[Object position labeling entries]
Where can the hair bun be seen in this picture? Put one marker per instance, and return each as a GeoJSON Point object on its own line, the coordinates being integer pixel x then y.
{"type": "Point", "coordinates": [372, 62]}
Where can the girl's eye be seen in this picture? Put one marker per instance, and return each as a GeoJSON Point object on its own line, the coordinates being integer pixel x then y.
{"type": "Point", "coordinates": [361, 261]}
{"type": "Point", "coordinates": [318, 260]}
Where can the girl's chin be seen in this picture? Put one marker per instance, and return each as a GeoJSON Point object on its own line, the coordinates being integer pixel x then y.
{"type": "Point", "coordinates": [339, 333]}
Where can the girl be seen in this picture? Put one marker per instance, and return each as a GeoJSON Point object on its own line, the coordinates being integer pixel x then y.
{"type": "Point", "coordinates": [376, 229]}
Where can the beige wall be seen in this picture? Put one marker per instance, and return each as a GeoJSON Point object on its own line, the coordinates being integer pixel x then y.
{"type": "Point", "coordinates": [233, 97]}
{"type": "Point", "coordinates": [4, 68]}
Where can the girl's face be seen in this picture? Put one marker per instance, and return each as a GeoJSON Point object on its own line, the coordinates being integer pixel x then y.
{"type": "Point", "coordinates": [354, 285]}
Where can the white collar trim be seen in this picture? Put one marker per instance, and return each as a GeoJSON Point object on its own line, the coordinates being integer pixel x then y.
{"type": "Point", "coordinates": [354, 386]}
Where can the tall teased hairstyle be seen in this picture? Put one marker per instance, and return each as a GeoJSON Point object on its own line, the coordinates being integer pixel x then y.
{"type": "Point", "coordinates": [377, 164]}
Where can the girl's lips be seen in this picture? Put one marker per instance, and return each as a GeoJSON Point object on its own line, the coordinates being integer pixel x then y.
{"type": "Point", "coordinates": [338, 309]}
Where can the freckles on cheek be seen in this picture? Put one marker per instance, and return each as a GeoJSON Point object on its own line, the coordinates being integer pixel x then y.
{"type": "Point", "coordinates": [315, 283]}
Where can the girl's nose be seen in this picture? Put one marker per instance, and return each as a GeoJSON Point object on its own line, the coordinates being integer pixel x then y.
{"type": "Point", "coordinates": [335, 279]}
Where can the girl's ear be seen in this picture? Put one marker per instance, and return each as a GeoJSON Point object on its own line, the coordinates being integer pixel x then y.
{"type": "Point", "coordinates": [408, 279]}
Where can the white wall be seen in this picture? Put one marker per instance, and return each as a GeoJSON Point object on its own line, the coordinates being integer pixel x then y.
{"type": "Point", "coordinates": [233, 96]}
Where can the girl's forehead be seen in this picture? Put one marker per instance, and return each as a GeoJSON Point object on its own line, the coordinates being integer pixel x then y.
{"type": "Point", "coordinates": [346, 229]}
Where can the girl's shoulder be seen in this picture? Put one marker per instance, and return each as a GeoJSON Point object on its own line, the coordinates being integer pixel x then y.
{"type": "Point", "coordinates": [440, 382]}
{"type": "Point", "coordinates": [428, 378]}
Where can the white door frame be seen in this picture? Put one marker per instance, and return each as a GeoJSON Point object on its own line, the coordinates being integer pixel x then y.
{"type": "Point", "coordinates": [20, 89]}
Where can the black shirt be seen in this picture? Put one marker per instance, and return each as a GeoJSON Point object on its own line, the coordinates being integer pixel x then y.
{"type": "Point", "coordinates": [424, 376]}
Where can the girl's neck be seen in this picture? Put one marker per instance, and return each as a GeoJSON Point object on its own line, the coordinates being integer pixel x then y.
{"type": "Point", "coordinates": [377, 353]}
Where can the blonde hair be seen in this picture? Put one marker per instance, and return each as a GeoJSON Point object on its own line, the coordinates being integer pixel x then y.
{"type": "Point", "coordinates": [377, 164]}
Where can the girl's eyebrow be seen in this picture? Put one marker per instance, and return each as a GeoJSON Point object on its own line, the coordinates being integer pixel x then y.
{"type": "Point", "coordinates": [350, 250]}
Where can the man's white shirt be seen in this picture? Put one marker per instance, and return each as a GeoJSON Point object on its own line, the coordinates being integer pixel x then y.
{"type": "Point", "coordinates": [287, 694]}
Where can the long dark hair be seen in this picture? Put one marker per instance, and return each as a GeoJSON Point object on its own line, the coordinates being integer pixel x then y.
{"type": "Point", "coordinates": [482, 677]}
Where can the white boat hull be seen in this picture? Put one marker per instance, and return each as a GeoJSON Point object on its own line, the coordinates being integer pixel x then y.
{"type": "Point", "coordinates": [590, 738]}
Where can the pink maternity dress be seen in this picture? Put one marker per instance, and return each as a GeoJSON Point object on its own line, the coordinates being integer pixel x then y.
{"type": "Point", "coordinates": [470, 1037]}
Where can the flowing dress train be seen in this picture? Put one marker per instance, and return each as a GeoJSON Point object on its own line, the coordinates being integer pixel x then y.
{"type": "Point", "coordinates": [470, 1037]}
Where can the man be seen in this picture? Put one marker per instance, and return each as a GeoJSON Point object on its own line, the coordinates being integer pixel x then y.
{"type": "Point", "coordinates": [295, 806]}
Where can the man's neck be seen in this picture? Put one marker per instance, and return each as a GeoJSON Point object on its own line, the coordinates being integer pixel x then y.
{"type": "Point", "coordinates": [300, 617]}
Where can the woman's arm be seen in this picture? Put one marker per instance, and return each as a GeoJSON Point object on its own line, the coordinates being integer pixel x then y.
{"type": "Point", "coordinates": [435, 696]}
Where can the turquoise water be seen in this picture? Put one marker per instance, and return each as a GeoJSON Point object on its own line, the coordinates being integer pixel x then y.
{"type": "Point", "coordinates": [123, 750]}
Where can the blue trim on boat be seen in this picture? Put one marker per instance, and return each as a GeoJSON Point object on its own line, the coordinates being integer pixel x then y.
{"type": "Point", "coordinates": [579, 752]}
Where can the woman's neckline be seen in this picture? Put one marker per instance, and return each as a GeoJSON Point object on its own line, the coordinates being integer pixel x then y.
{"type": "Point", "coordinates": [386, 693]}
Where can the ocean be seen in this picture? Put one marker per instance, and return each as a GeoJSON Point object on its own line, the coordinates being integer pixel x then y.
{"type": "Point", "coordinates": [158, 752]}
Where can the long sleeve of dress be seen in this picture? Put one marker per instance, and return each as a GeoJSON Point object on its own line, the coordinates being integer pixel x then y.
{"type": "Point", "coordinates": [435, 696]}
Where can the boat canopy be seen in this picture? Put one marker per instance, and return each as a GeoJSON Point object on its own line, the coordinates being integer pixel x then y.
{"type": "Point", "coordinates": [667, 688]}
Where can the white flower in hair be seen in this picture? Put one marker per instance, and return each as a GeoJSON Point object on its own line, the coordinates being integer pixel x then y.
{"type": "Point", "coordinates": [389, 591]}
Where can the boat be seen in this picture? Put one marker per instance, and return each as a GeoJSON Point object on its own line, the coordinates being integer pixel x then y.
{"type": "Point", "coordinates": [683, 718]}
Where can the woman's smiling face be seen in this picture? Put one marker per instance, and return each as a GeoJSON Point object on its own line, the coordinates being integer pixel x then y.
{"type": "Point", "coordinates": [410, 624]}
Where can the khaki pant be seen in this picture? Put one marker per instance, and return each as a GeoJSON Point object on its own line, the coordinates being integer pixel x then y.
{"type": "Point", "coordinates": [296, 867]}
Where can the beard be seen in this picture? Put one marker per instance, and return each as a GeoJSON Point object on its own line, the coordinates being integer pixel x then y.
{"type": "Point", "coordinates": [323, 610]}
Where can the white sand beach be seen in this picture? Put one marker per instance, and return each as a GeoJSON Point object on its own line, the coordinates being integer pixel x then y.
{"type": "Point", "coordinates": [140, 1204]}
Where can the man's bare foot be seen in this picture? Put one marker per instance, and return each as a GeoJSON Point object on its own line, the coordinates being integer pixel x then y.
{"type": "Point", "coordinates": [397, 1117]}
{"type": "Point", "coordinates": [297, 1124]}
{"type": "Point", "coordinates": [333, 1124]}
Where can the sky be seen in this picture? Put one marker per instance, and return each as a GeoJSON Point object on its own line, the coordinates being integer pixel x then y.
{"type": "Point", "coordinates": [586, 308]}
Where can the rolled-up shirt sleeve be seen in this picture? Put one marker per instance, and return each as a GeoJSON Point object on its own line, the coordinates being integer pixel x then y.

* Task description:
Every line from the one holding "Where can the man's bare" through the final line of the listing must be echoed exactly; leave out all other lines.

* Exercise output:
Where can the man's bare foot be seen in this picture? Put one marker per instance, and return each as a GeoJSON Point object on its own line, the coordinates being integer pixel x then y.
{"type": "Point", "coordinates": [397, 1117]}
{"type": "Point", "coordinates": [297, 1124]}
{"type": "Point", "coordinates": [333, 1124]}
Where can the sky be seen in this picture? Put one marker per instance, and return each as a GeoJSON Point object on its own line, the coordinates being integer pixel x then y.
{"type": "Point", "coordinates": [586, 308]}
Where can the rolled-up shirt sleeve be seen in this picture? Put one marker per instance, and return each as a GeoJSON Point object on its own line, the coordinates being integer pixel x then y.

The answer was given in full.